-- Direction --
In the data below, how many lines contain the word "window"? Reply with the number alone.

Point placement records
start

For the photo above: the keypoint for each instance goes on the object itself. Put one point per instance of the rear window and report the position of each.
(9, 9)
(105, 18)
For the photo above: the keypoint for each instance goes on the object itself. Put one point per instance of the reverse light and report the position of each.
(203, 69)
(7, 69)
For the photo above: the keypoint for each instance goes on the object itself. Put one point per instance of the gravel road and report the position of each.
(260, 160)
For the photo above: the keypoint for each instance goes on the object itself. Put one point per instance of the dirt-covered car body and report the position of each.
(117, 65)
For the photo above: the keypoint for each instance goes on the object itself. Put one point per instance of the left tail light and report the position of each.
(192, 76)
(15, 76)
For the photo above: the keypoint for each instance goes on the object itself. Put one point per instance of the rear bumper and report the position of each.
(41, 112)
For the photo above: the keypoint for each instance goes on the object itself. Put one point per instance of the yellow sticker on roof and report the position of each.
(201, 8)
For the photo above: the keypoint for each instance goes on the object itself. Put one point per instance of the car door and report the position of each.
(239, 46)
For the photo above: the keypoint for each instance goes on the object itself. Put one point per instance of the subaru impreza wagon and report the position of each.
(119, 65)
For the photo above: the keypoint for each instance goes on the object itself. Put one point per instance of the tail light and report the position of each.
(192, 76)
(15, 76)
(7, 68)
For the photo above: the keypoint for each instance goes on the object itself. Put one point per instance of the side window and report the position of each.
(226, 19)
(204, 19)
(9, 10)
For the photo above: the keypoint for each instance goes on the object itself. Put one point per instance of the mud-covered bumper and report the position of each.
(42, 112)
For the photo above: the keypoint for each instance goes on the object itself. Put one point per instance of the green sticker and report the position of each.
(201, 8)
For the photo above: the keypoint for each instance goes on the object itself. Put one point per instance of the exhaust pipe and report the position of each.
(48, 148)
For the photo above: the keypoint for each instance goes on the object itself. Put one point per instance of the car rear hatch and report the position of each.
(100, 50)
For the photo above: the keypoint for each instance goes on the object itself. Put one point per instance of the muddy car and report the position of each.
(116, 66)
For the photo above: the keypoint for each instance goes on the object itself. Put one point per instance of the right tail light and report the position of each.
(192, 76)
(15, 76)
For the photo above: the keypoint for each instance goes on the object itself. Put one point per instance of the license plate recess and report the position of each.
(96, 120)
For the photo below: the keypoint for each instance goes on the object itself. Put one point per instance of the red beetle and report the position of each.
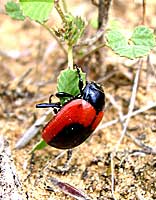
(76, 119)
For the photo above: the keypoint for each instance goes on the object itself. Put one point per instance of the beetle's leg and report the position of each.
(55, 106)
(48, 105)
(66, 166)
(80, 79)
(63, 94)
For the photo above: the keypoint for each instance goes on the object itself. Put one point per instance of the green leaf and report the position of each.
(13, 10)
(143, 36)
(72, 30)
(39, 146)
(37, 10)
(68, 82)
(142, 41)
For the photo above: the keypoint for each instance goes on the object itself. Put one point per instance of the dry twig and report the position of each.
(9, 181)
(125, 125)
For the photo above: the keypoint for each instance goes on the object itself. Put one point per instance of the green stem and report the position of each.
(92, 51)
(70, 57)
(60, 12)
(64, 6)
(53, 34)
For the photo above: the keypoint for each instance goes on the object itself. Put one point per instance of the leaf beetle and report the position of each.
(75, 121)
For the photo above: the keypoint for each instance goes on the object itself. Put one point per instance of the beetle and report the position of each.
(75, 121)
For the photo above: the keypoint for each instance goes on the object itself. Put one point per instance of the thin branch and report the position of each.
(59, 10)
(53, 34)
(10, 185)
(92, 51)
(94, 2)
(125, 125)
(143, 11)
(92, 40)
(64, 6)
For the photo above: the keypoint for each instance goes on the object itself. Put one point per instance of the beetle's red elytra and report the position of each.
(62, 129)
(77, 119)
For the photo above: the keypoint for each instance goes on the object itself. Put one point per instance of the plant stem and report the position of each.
(60, 12)
(92, 51)
(53, 34)
(64, 6)
(70, 57)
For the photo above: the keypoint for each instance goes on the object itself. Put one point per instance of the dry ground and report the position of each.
(135, 172)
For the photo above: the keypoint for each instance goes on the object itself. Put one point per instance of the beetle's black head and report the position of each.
(94, 94)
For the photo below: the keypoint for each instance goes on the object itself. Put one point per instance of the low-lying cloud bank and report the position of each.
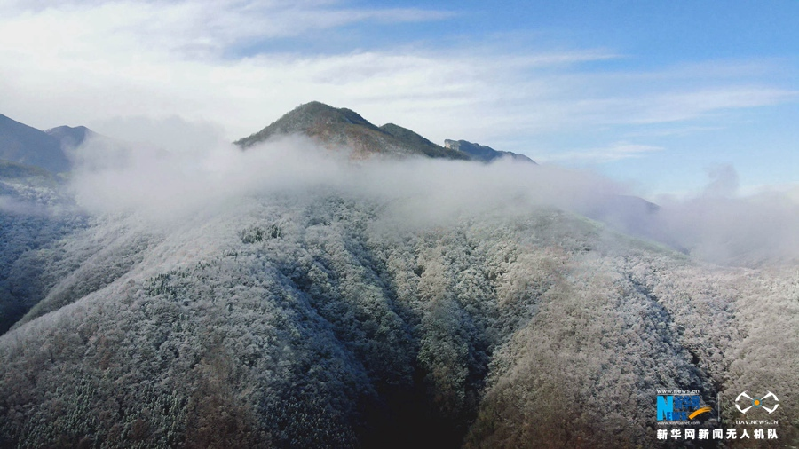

end

-- Full answer --
2